▸ Exercise brief
Records follow. Copy every line with "building".

(Referring expression data)
·····

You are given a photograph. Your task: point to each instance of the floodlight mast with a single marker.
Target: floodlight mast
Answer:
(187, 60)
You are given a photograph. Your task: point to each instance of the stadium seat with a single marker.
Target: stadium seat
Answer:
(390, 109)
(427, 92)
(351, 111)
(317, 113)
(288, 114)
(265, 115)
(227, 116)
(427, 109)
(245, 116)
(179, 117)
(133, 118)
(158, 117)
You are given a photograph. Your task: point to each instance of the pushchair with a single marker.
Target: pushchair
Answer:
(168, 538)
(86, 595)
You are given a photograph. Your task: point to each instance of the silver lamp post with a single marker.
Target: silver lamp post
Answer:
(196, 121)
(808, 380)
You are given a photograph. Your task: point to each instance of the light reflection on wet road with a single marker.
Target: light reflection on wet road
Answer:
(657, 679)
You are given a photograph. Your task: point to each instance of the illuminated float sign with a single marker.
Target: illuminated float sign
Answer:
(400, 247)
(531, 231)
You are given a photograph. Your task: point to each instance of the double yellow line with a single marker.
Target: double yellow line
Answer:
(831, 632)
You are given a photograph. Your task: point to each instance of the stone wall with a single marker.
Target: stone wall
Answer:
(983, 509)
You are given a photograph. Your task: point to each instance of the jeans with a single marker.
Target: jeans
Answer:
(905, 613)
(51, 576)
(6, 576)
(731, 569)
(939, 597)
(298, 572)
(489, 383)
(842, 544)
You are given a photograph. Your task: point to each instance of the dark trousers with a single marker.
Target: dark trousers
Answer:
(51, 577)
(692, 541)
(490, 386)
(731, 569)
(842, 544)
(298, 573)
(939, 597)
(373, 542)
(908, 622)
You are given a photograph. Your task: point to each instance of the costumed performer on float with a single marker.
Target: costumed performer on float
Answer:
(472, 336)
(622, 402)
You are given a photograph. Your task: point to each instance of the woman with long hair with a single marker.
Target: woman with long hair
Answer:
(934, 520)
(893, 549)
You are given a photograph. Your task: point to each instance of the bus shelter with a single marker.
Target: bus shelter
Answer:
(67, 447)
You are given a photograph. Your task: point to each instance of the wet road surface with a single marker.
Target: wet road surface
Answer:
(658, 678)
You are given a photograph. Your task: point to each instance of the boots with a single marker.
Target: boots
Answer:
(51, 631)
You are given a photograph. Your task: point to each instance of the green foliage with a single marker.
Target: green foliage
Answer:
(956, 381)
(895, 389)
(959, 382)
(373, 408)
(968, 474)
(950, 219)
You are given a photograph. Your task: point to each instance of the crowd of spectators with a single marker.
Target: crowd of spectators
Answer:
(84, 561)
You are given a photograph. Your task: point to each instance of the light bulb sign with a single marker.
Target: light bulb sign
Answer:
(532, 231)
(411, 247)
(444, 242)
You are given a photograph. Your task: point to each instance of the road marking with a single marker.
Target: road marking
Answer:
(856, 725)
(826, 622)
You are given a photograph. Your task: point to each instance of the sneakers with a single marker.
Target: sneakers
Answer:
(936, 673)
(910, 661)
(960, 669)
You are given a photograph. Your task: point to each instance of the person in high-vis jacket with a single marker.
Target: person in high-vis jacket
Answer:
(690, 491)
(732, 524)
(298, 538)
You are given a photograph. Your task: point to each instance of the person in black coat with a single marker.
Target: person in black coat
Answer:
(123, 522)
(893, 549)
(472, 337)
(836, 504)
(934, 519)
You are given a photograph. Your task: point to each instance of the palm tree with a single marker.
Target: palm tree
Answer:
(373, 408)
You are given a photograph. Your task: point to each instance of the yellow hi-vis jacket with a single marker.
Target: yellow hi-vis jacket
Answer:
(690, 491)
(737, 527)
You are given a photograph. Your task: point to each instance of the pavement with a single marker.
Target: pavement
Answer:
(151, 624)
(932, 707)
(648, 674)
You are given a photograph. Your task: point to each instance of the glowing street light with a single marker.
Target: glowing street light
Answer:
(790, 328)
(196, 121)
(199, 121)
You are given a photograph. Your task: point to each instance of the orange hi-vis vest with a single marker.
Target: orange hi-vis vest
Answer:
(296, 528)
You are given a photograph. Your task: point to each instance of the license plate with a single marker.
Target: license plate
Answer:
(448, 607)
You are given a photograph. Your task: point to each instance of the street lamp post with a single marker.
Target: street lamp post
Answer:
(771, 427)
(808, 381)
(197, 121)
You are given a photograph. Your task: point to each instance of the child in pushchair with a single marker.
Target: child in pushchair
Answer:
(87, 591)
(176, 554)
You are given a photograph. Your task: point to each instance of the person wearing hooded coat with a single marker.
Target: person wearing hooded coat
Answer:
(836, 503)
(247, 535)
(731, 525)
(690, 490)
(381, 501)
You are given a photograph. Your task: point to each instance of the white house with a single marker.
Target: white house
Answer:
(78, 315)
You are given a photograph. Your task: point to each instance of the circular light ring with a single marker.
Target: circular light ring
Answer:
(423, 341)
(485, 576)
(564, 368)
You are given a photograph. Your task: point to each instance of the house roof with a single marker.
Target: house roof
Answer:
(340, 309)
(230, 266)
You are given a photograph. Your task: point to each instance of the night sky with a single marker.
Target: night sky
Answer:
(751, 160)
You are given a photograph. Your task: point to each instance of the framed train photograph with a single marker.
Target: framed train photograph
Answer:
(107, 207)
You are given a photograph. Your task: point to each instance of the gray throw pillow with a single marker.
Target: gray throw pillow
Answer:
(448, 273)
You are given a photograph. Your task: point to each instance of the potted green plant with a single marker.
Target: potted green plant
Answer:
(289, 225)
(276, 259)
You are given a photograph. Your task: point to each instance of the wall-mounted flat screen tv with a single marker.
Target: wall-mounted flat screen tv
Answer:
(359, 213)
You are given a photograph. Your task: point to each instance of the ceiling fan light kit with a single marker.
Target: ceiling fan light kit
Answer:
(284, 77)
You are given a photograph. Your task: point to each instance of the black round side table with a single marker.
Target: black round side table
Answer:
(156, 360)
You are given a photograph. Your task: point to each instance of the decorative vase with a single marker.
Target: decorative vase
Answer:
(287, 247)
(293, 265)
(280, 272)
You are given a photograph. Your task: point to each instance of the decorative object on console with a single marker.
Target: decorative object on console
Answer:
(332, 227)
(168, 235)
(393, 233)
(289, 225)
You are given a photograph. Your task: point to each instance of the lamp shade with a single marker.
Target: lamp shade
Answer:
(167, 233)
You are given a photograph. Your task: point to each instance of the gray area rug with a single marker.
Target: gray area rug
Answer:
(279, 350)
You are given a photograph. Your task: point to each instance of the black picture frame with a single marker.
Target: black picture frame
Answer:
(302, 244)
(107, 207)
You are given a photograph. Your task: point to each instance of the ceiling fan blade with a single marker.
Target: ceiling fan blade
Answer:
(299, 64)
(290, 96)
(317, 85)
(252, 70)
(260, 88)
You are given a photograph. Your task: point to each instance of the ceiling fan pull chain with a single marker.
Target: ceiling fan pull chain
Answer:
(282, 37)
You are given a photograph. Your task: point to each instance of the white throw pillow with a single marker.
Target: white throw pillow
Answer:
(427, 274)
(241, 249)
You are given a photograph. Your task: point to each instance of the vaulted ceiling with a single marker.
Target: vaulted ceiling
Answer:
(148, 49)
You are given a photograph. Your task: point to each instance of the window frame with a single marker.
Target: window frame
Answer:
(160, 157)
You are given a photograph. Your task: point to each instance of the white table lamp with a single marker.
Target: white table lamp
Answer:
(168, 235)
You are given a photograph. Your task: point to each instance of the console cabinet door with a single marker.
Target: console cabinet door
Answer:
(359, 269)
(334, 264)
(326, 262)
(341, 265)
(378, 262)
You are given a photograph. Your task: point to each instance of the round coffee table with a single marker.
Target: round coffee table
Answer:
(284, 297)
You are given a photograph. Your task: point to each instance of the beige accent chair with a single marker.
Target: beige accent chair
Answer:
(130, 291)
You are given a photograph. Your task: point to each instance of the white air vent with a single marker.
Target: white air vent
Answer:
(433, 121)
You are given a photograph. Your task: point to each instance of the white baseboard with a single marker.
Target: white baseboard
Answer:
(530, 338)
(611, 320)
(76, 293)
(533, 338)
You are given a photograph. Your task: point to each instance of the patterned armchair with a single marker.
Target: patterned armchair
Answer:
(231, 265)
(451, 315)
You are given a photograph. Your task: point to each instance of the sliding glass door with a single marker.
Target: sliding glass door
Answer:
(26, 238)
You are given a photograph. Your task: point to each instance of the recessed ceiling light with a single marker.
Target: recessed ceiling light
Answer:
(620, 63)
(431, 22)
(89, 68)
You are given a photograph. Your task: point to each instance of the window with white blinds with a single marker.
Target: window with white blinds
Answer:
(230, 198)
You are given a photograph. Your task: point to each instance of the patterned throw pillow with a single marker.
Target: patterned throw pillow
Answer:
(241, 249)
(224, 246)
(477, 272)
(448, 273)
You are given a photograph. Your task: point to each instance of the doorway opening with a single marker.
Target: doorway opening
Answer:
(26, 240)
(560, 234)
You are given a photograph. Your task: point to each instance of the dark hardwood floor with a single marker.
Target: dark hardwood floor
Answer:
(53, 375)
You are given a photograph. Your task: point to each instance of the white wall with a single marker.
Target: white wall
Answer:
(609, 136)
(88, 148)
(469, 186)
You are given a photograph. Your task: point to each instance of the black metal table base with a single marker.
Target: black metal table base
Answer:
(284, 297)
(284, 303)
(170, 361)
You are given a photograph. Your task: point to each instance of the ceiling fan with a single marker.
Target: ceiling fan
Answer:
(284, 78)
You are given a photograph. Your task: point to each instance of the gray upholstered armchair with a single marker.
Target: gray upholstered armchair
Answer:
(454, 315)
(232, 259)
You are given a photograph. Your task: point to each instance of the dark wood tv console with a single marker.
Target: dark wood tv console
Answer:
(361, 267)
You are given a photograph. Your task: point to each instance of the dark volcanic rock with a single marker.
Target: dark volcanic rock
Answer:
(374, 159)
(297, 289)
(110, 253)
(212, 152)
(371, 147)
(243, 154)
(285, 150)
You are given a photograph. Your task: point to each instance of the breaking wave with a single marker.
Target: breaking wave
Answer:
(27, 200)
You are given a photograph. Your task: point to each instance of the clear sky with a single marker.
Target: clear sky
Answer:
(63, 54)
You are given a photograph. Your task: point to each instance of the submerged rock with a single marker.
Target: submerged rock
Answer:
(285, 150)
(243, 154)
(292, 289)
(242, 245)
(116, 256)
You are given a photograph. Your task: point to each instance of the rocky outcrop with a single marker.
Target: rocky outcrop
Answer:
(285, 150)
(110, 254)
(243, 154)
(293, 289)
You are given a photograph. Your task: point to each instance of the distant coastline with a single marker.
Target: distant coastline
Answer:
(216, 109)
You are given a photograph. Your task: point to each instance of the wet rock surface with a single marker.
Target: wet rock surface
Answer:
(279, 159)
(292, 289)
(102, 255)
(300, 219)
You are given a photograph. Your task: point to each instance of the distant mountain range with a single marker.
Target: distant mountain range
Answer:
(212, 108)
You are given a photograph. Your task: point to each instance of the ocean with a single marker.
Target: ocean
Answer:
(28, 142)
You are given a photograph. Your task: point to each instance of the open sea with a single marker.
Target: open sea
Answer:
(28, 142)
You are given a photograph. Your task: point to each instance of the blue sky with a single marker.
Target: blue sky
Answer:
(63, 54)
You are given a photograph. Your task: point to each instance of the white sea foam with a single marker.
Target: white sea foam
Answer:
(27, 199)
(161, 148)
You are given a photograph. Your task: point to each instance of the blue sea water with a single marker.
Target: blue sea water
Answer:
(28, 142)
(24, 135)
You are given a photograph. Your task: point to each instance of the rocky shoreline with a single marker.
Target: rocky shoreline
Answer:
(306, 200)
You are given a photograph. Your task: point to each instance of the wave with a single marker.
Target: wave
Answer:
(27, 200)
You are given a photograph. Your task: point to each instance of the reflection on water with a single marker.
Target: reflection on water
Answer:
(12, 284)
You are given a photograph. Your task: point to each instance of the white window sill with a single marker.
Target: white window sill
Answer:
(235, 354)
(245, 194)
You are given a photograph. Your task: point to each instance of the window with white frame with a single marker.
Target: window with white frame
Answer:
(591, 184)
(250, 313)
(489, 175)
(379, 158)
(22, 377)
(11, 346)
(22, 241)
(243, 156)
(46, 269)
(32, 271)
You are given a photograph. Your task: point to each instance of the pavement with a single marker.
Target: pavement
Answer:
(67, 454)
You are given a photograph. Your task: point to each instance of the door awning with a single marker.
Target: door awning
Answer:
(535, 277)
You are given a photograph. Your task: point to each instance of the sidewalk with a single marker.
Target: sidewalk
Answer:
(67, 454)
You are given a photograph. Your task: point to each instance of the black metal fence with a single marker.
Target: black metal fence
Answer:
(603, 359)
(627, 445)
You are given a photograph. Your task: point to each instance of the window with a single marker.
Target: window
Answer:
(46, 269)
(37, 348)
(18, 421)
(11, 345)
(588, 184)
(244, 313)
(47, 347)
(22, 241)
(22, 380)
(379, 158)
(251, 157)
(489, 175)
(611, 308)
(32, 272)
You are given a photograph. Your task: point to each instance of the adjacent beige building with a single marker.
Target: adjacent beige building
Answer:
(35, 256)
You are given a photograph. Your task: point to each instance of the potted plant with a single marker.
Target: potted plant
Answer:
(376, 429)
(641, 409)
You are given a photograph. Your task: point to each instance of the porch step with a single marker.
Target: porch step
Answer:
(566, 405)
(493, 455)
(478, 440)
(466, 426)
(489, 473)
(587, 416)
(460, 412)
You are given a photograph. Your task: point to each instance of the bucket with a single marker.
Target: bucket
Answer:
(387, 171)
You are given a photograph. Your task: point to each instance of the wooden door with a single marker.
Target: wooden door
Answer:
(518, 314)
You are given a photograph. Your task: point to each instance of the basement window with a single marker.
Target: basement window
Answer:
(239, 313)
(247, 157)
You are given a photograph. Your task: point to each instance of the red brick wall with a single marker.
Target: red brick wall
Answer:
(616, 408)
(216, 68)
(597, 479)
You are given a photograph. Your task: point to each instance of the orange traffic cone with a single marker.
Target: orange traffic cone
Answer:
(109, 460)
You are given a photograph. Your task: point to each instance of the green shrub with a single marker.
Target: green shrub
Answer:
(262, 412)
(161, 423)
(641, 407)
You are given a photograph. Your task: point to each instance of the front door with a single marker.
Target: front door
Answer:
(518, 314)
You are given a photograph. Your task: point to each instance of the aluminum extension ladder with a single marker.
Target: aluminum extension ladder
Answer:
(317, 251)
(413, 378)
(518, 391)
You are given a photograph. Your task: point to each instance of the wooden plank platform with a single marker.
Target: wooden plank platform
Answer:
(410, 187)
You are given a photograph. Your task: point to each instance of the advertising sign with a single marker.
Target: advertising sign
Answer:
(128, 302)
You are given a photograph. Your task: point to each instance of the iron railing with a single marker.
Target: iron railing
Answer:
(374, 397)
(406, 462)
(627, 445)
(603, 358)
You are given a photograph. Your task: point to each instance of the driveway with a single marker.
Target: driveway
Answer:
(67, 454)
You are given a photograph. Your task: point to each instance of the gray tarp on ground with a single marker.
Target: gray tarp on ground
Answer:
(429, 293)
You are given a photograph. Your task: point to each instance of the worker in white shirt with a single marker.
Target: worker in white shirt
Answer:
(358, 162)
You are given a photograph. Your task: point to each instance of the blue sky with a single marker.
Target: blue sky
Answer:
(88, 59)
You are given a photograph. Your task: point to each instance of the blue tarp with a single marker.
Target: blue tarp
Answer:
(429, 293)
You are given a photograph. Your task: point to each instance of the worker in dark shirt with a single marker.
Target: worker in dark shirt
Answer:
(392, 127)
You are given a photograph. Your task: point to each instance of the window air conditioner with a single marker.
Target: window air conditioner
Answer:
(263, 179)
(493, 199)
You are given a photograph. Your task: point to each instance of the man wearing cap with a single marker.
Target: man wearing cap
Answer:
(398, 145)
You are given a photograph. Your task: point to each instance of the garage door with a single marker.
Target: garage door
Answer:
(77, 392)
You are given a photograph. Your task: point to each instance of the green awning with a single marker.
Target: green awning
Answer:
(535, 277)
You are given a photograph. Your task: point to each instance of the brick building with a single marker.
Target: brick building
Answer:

·····

▸ Answer for the task
You are given a photograph. Your task: point to each instance of the adjacent beige building with a single marker.
Target: adjacent beige building
You are given a photograph. Your task: point to each instance of the brick building with a single marker.
Target: brick building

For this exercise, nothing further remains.